**Materials provided:**
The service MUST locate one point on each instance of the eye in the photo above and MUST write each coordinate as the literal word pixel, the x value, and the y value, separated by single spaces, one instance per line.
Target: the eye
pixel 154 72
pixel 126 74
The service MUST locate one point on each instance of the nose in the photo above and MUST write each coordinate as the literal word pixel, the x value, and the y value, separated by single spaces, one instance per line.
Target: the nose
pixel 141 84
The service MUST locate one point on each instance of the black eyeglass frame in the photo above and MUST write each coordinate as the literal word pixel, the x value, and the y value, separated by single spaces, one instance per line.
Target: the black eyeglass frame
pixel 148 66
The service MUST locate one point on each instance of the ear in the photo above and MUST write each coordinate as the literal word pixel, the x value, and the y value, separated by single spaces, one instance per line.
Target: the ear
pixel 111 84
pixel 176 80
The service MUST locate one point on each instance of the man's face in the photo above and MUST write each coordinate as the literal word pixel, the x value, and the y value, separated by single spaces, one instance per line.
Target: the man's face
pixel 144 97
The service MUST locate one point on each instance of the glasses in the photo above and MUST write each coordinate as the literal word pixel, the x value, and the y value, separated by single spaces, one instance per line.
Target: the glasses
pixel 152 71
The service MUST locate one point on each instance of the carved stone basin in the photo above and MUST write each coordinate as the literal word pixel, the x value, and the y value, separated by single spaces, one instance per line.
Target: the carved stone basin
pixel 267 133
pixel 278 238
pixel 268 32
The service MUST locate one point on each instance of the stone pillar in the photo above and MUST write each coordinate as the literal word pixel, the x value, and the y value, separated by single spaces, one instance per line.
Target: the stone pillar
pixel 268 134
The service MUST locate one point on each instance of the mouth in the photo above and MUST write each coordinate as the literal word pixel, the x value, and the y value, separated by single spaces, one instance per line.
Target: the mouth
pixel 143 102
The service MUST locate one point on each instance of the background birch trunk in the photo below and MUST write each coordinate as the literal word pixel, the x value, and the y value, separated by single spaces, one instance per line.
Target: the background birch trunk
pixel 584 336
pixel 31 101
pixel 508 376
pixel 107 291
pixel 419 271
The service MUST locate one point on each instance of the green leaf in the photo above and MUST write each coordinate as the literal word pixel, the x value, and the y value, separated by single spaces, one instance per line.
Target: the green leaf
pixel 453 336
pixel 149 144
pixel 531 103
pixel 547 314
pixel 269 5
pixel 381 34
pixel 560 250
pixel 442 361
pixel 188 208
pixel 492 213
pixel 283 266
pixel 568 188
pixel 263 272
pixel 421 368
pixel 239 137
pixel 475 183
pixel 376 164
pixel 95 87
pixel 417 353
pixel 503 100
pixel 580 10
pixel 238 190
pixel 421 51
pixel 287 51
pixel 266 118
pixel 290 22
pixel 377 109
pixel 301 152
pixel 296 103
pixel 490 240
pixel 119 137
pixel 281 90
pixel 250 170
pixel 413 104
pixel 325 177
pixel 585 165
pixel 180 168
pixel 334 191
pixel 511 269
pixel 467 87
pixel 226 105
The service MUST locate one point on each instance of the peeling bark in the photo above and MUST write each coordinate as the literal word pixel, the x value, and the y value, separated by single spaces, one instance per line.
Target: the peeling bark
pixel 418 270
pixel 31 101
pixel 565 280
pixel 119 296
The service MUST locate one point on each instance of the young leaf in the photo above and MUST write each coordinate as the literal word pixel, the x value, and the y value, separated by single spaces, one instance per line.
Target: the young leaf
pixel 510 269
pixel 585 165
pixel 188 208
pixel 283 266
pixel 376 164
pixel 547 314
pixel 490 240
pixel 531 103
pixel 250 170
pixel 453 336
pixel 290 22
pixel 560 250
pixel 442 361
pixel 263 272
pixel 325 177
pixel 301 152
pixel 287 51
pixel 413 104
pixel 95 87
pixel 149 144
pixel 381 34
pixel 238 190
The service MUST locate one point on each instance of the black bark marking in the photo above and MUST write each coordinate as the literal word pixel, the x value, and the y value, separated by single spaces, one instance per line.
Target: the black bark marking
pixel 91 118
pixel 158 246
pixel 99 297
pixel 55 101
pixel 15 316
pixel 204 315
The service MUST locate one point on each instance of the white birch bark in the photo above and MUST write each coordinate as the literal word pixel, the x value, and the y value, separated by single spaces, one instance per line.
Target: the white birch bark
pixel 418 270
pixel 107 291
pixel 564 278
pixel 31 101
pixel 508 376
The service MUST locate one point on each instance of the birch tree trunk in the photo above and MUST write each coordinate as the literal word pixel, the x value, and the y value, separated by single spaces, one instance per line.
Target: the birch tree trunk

**The task:**
The lines to extract from the data above begin with the line containing "of the mouth" and end with the line containing "of the green". Extract them exactly, including both.

**Written response:**
The service MUST locate one point on each instance of the mouth in the photo above and MUST write each coordinate as the literal word pixel, the x value, and the y value, separated by single spaces, one instance per line.
Target: the mouth
pixel 143 102
The service MUST locate one point on each instance of the background birch trunk in the photo below and MUST write each coordinate as the literal word pixel, the x value, and the y value, separated by single spaces, one instance per line.
Target: the background birch trunk
pixel 584 336
pixel 31 101
pixel 508 376
pixel 107 291
pixel 419 271
The service MUST locate one point on each instance of the green leaf in the photo above and MUST write each coordinate as the literal word pixel, the x value, and the y value, separated by single spaces, one instance per line.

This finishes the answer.